- **INSTRUCTIONS FOR THE TASK**: Look through the entries below. Say how many lines include "item", with nothing added.

[EXERCISE MATERIAL Boundary: Start]

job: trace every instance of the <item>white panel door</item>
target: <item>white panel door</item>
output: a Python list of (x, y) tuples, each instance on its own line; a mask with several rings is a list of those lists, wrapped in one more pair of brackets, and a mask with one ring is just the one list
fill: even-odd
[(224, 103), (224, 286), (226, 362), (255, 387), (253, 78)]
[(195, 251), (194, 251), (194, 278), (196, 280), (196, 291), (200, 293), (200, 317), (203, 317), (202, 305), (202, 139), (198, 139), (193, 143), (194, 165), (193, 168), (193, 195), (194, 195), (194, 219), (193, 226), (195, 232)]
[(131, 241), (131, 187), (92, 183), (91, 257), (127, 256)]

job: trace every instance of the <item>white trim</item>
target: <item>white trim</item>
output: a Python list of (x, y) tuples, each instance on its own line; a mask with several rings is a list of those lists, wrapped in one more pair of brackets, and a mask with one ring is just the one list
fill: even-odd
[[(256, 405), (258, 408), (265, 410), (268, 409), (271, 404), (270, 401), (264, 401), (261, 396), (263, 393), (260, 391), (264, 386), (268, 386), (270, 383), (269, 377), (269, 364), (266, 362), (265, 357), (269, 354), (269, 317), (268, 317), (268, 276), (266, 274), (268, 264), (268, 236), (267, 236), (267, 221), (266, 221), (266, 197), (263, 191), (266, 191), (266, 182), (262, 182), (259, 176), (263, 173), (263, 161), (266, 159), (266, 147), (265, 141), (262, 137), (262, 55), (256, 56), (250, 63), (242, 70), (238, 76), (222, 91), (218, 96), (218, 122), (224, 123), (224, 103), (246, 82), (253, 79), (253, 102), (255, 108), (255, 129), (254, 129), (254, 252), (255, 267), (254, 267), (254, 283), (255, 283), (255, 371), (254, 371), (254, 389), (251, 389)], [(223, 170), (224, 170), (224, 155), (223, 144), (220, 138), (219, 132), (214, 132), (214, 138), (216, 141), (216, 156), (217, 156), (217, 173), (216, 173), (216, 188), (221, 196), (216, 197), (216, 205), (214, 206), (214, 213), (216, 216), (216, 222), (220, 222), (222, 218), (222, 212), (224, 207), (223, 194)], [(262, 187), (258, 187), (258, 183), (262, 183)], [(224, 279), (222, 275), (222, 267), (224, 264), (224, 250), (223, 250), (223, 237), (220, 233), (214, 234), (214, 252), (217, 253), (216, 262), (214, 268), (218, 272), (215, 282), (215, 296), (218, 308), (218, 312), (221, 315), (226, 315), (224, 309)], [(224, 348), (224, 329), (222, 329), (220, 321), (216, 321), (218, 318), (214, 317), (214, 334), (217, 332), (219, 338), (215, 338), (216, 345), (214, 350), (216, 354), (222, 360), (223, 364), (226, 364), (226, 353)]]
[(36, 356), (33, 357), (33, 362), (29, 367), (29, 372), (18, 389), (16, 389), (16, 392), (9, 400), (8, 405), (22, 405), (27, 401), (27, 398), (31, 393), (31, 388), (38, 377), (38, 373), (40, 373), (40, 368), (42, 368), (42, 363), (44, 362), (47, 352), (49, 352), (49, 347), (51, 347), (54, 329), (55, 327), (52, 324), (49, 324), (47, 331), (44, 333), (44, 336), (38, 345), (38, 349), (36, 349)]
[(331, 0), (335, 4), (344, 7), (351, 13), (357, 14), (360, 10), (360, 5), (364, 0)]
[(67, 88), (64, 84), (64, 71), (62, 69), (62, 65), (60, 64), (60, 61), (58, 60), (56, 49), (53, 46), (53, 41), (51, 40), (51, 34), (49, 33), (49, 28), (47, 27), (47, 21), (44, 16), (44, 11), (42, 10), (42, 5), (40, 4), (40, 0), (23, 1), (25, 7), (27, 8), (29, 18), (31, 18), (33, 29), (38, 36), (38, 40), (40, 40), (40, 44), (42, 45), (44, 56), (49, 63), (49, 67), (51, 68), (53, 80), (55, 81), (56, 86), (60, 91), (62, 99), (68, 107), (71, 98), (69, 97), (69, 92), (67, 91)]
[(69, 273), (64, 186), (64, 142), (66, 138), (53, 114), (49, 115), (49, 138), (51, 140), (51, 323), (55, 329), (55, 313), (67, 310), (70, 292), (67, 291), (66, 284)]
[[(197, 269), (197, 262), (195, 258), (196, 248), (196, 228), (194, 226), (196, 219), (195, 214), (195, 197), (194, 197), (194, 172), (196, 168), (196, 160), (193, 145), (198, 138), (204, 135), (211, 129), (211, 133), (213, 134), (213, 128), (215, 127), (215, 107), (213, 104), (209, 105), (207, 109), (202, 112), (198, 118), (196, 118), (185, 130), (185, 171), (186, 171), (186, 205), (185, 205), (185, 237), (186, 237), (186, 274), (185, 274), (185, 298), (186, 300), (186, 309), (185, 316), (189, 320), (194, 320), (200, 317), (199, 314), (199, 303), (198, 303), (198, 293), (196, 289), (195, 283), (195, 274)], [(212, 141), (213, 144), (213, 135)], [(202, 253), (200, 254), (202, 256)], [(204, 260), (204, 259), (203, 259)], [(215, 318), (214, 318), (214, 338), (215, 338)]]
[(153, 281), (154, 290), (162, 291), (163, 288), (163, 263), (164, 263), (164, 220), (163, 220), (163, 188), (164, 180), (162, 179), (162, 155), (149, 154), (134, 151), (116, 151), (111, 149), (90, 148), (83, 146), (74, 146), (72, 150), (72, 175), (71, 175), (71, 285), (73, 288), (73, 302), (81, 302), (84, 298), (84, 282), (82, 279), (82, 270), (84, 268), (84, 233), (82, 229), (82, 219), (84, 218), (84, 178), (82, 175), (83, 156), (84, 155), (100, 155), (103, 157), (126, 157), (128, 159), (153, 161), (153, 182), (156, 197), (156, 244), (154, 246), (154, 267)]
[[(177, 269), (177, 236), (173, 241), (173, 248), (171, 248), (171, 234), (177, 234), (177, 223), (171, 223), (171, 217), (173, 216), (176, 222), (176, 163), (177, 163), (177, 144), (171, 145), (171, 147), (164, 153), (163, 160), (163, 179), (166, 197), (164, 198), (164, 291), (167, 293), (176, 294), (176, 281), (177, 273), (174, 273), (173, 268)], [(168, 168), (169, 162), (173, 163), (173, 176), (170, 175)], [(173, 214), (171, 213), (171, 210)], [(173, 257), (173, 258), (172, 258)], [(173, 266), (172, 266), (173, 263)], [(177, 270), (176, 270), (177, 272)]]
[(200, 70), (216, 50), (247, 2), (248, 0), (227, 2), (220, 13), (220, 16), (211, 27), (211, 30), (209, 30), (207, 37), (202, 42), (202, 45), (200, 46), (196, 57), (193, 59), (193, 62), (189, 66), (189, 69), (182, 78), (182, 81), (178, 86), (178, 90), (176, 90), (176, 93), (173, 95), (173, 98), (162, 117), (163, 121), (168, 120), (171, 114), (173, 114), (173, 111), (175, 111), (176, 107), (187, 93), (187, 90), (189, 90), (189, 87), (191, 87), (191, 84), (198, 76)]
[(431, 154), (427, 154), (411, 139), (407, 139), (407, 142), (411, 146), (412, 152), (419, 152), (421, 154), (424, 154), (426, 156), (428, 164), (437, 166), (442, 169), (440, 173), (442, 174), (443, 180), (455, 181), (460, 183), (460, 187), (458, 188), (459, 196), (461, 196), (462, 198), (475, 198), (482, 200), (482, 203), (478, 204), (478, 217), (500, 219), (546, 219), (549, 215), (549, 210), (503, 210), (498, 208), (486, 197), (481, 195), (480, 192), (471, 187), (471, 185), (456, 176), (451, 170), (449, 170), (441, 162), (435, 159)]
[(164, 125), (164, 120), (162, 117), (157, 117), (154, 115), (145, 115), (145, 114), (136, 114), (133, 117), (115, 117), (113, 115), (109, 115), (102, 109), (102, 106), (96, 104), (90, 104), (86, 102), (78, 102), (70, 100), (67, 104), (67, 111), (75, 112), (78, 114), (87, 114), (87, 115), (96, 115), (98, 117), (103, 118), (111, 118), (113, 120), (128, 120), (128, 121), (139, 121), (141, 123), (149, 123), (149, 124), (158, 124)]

[EXERCISE MATERIAL Boundary: End]

- **RESULT OF THE TASK**: 4